(Coordinate labeling data)
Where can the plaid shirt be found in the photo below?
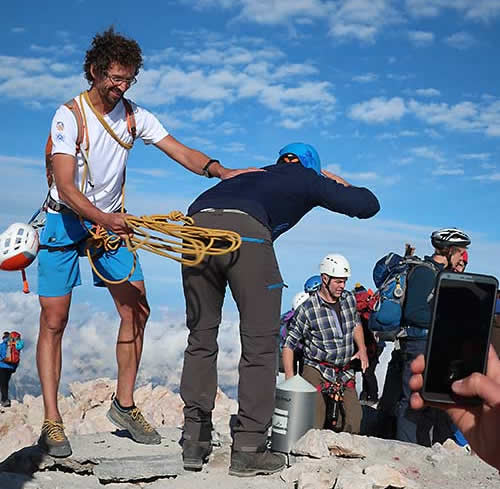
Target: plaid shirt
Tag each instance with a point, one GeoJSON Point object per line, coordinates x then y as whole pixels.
{"type": "Point", "coordinates": [326, 337]}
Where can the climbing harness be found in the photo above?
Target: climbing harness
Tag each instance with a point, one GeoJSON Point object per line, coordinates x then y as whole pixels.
{"type": "Point", "coordinates": [333, 394]}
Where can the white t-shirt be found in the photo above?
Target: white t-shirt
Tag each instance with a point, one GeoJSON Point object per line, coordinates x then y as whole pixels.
{"type": "Point", "coordinates": [107, 159]}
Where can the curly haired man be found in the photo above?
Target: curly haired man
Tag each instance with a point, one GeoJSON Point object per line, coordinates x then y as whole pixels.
{"type": "Point", "coordinates": [86, 160]}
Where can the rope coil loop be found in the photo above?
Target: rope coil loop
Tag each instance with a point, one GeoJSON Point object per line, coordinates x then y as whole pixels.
{"type": "Point", "coordinates": [191, 242]}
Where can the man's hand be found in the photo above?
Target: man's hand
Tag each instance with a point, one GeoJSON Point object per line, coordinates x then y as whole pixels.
{"type": "Point", "coordinates": [226, 173]}
{"type": "Point", "coordinates": [479, 424]}
{"type": "Point", "coordinates": [115, 222]}
{"type": "Point", "coordinates": [336, 178]}
{"type": "Point", "coordinates": [363, 358]}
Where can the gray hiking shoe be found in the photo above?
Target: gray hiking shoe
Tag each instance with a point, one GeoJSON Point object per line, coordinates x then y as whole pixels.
{"type": "Point", "coordinates": [195, 454]}
{"type": "Point", "coordinates": [249, 464]}
{"type": "Point", "coordinates": [133, 421]}
{"type": "Point", "coordinates": [53, 440]}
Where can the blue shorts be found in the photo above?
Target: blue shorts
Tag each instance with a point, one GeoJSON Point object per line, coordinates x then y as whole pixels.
{"type": "Point", "coordinates": [59, 270]}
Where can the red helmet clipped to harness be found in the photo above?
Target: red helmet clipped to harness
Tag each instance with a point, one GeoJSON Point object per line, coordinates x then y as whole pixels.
{"type": "Point", "coordinates": [365, 302]}
{"type": "Point", "coordinates": [18, 247]}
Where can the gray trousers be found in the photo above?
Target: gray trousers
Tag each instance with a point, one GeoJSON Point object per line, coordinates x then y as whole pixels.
{"type": "Point", "coordinates": [255, 282]}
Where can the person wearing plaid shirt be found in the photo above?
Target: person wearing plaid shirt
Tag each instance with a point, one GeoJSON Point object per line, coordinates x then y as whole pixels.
{"type": "Point", "coordinates": [329, 327]}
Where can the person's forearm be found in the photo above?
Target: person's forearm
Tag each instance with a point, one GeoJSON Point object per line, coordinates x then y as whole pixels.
{"type": "Point", "coordinates": [359, 338]}
{"type": "Point", "coordinates": [287, 355]}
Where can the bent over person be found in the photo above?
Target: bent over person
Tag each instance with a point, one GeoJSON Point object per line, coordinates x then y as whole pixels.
{"type": "Point", "coordinates": [260, 206]}
{"type": "Point", "coordinates": [89, 144]}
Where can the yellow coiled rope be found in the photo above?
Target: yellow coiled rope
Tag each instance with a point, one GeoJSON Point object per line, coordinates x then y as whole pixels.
{"type": "Point", "coordinates": [186, 244]}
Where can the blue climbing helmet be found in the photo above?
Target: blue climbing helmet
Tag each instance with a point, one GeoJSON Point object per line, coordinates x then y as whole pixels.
{"type": "Point", "coordinates": [307, 155]}
{"type": "Point", "coordinates": [312, 284]}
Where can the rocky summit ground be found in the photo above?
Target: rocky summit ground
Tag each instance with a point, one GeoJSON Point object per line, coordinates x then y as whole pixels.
{"type": "Point", "coordinates": [321, 459]}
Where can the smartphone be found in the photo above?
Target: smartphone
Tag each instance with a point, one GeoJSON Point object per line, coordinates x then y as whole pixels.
{"type": "Point", "coordinates": [459, 336]}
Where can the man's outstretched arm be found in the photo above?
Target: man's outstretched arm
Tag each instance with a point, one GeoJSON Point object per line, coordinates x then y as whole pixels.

* [Stated goal]:
Please reproduce the listing above word for word, omitting the pictures.

* [Exercise output]:
Where can the plaid shirt be found in the photo below?
Target: plaid shirt
Tag each instance with a point, one GeoJSON Point object per line, coordinates x then y as whole pixels.
{"type": "Point", "coordinates": [326, 337]}
Where can the climbing harness be found in the photo above?
Target: climbing harness
Tag each instance with a point, one GeoJSON Point object per line, coordinates x then y as whole pixels.
{"type": "Point", "coordinates": [333, 394]}
Where can the white t-shirt be found in the photo above?
Target: white t-shirt
Tag each instance with a point, one GeoJSON Point object per line, coordinates x then y as whole pixels.
{"type": "Point", "coordinates": [107, 159]}
Where can the curly haired man be found in the photo above?
Target: curly haired man
Tag each instance with a point, one GeoJSON Point object per line, coordinates x then y as whole pixels.
{"type": "Point", "coordinates": [86, 160]}
Where can the rope coil loop be found in the photo above?
Target: rope coil loop
Tag each instance with a point, one GeoJSON Point object per line, coordinates x then y as whole pixels.
{"type": "Point", "coordinates": [191, 242]}
Where can the man's hand be found in the photo above?
Target: man's hand
Tag each instance with a point, one GeoJSON Point object per line, coordinates x then y as whole pixels.
{"type": "Point", "coordinates": [226, 173]}
{"type": "Point", "coordinates": [479, 424]}
{"type": "Point", "coordinates": [115, 222]}
{"type": "Point", "coordinates": [336, 178]}
{"type": "Point", "coordinates": [363, 358]}
Where can the gray hiking shoe be found in the photo above?
Target: gray hiking shoe
Tag each instance with a point, one GeoJSON Point object per line, coordinates x then y as whole pixels.
{"type": "Point", "coordinates": [195, 454]}
{"type": "Point", "coordinates": [249, 464]}
{"type": "Point", "coordinates": [133, 421]}
{"type": "Point", "coordinates": [53, 440]}
Where can the blue shorts be found in the photo above?
Target: blue shorts
Tag each instance with a point, one GeoJSON Point object per line, coordinates x then y as whole pixels.
{"type": "Point", "coordinates": [59, 270]}
Where can the red helmet clipped to harness be found in the photo above?
Target: red helmet clipped to harness
Tag each instance with a point, one GeoJSON Point object per line, coordinates x then y as whole pixels.
{"type": "Point", "coordinates": [365, 302]}
{"type": "Point", "coordinates": [18, 247]}
Where can the gray trousers be found in the photo above?
Target: gray trousers
Tag each instance with a point, one GeoJSON Point object per line, coordinates x then y as whole pixels.
{"type": "Point", "coordinates": [255, 282]}
Where can the person wearing plaid shirt be found in the photo above?
Target: person wearing plaid shirt
Tag each instance with a point, one GeoJSON Point object per line, coordinates x then y as whole pixels.
{"type": "Point", "coordinates": [329, 327]}
Where can the person's forearm be found in the photo above?
Target: person's forearm
Tag each instance with a point, one GeoJSON Point object per line, coordinates x then y as whole pixels.
{"type": "Point", "coordinates": [359, 338]}
{"type": "Point", "coordinates": [287, 355]}
Where can the bent over person be found in the photo above?
Target: bent over person
Tag each instance with a point, one GeoJSON Point object per line, coordinates x then y as whole pixels.
{"type": "Point", "coordinates": [260, 206]}
{"type": "Point", "coordinates": [89, 144]}
Where can the yellow coiled rope be found in the photo above?
Target: yellow coiled rope
Tag each instance with a point, one GeoJSON Point object per line, coordinates x then y as whole pixels.
{"type": "Point", "coordinates": [186, 244]}
Where can the blue climbing helmet be found in the photo above?
Target: blue climbing helmet
Tag each instance with a point, one GeoJSON Point object per line, coordinates x then y as whole pixels.
{"type": "Point", "coordinates": [307, 155]}
{"type": "Point", "coordinates": [312, 284]}
Where can the rocky summit ground be found in the photo above?
Target: rocky summit ground
Tag each instance with a point, one GeoJSON Point object per line, coordinates x then y as whole pixels.
{"type": "Point", "coordinates": [321, 459]}
Where can the smartphone be found in the photo above?
Target: smartphone
Tag each instance with a point, one GeoJSON Point object per line, coordinates x then y as whole pixels.
{"type": "Point", "coordinates": [459, 336]}
Where can the man's outstretched arm be found in the photo above?
Target: man's outstretched arm
Tag each instance with a point, one GeoJSON Point object per line, coordinates x then y as whole pixels.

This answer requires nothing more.